Supplied text:
== Segment start ==
In these times when readers are responding to our books “more than ever,” when our authors—including Cornel West, Anita Hill, Robin DiAngelo, Charlene Carruthers, Howard Bryant, and Christopher Emdin—are appearing in the media, their ideas going viral on social media, their voices being heard on so many platforms, we thought it might be good to take a break to focus on some of the staff who work hard to find, shape, edit, produce, and promote those works. Our blog series “Beacon Behind the Books” introduces to you a member of our staff and gives you a behind-the-scenes look, department by department, at what goes on at our office.
For the month of April, we introduce you to our business manager, Jill Dougan!
What drew you to publishing, Jill? How did you find your way to Beacon?
== Segment end ==
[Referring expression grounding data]
== Segment start ==
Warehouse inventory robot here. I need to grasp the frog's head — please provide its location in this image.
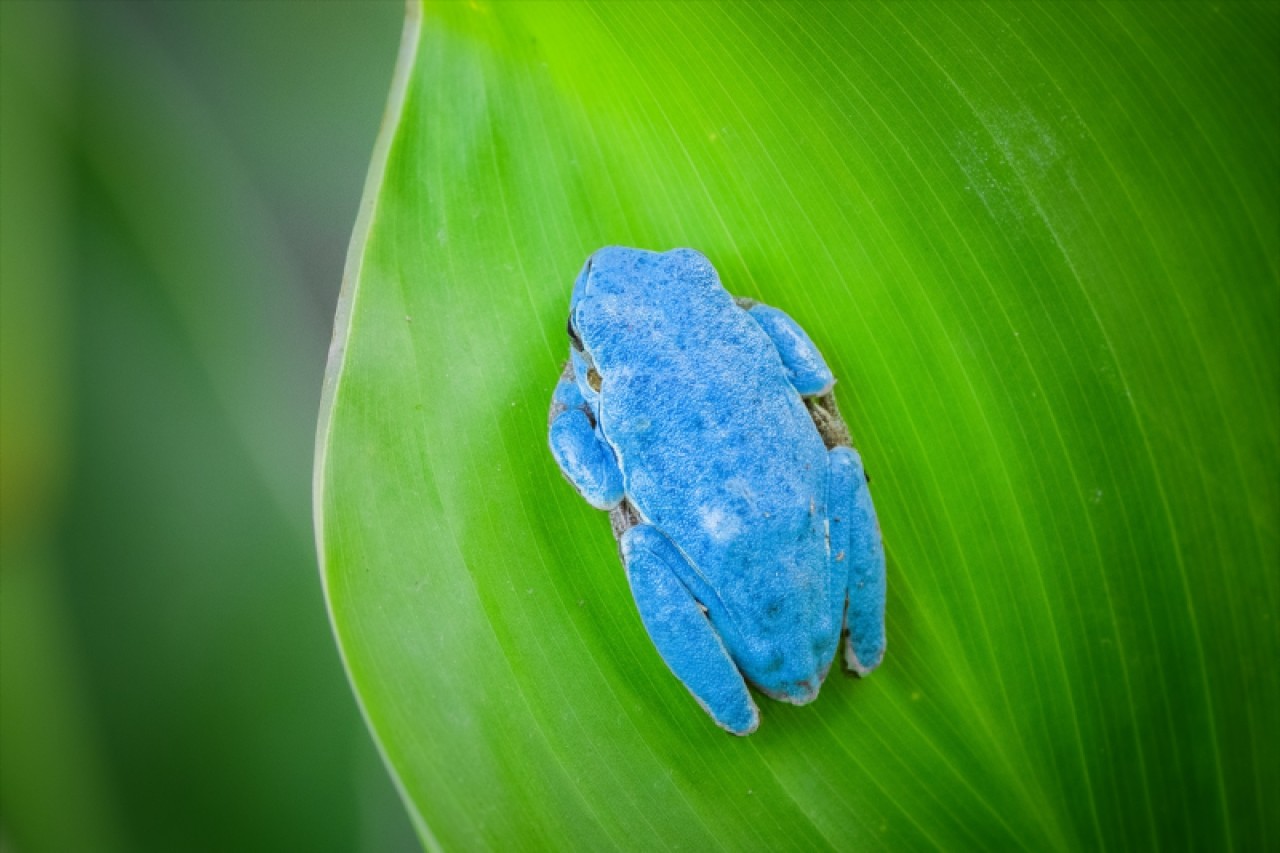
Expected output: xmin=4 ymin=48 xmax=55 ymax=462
xmin=568 ymin=246 xmax=722 ymax=364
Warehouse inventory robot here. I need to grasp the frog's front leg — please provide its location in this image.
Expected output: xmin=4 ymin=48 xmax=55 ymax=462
xmin=827 ymin=447 xmax=884 ymax=675
xmin=548 ymin=365 xmax=622 ymax=510
xmin=621 ymin=524 xmax=760 ymax=735
xmin=746 ymin=302 xmax=836 ymax=397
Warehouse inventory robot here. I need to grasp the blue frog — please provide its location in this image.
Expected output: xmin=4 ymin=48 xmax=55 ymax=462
xmin=549 ymin=246 xmax=884 ymax=735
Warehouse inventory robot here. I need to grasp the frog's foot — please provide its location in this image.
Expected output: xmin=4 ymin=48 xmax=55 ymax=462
xmin=740 ymin=302 xmax=836 ymax=397
xmin=827 ymin=447 xmax=884 ymax=675
xmin=622 ymin=524 xmax=760 ymax=735
xmin=548 ymin=366 xmax=623 ymax=510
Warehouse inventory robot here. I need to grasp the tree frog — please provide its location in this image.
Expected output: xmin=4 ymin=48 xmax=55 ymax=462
xmin=549 ymin=246 xmax=884 ymax=735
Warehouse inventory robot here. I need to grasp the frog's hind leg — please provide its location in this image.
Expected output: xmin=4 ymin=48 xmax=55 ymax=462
xmin=827 ymin=447 xmax=884 ymax=675
xmin=740 ymin=302 xmax=836 ymax=397
xmin=622 ymin=524 xmax=760 ymax=735
xmin=548 ymin=364 xmax=622 ymax=510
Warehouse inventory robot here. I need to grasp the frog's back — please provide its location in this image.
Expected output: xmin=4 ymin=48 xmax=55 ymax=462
xmin=595 ymin=252 xmax=826 ymax=619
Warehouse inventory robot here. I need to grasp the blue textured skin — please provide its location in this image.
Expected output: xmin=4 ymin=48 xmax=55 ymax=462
xmin=549 ymin=247 xmax=884 ymax=734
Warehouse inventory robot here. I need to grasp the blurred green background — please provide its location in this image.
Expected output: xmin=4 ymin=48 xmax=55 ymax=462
xmin=0 ymin=0 xmax=416 ymax=850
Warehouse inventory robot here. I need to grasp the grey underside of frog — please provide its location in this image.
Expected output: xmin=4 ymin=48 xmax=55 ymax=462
xmin=550 ymin=244 xmax=883 ymax=734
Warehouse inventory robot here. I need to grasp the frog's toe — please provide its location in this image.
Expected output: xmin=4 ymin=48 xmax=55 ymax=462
xmin=756 ymin=675 xmax=822 ymax=704
xmin=621 ymin=524 xmax=760 ymax=735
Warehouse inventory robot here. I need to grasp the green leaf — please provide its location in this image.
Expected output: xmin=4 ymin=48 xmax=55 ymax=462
xmin=316 ymin=1 xmax=1280 ymax=849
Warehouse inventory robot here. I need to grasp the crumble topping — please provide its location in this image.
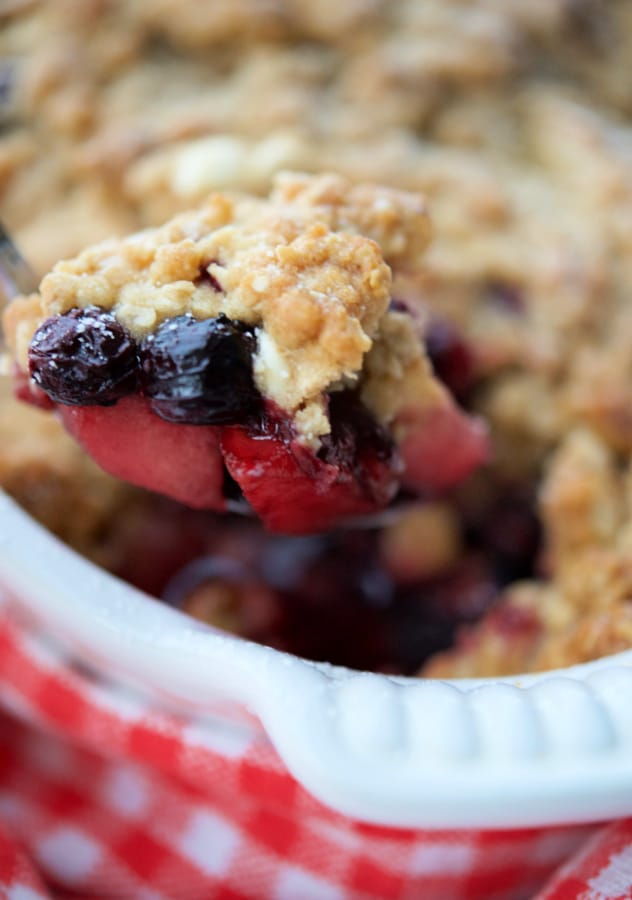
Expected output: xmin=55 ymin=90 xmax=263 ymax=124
xmin=6 ymin=174 xmax=440 ymax=443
== Segment end ==
Problem set:
a: Please answer these from the blog post introducing Jill Dougan:
(i) What is the blog series called?
(ii) Who is introduced for the month of April, and what is her job?
(iii) What does the series give readers, besides introducing a staff member?
b: Go on with the blog post introducing Jill Dougan, picking up after its final question.

Response list:
a:
(i) "Beacon Behind the Books"
(ii) Jill Dougan, the business manager
(iii) A behind-the-scenes look, department by department, at what goes on at the office

b:
When I was looking for my first job in 1989, I knew I wanted to work in Boston but hadn’t decided on a specific career path. I applied to be an administrative assistant at several companies and chose Houghton Mifflin, partly because my grandfather had worked for the company in the 1930s as a printer operator. I was drawn to the legal and financial aspects of the business and worked in various roles that helped me further my career with the company and later to run my own freelance publishing services business. I kept in touch with many of my wonderful colleagues, including Cliff Manko. Flash-forward to 2016: Cliff had recently joined Beacon Press and was looking to hire someone with royalty accounting experience. I jumped at the chance to work with Cliff again and to work for such an important publisher. I instantly felt at home at Beacon and look forward to coming to work every day.
How much of what you learned in college have you found vital to your work?
I took a winding path to complete college. After high school, I enrolled in an associate’s degree program, because I was not sure what I wanted to do for a career but knew I needed some basics to get my foot in the door. After working at Houghton Mifflin for four years, I went back to school at night and received my bachelor’s degree in Business Administration. Working and going to school full-time was very challenging but doing both at the same time allowed me to understand and apply what I learned in school to my real-life job immediately. The symbiotic context allowed me to succeed at both and is a technique I still use today when learning new tasks at Beacon.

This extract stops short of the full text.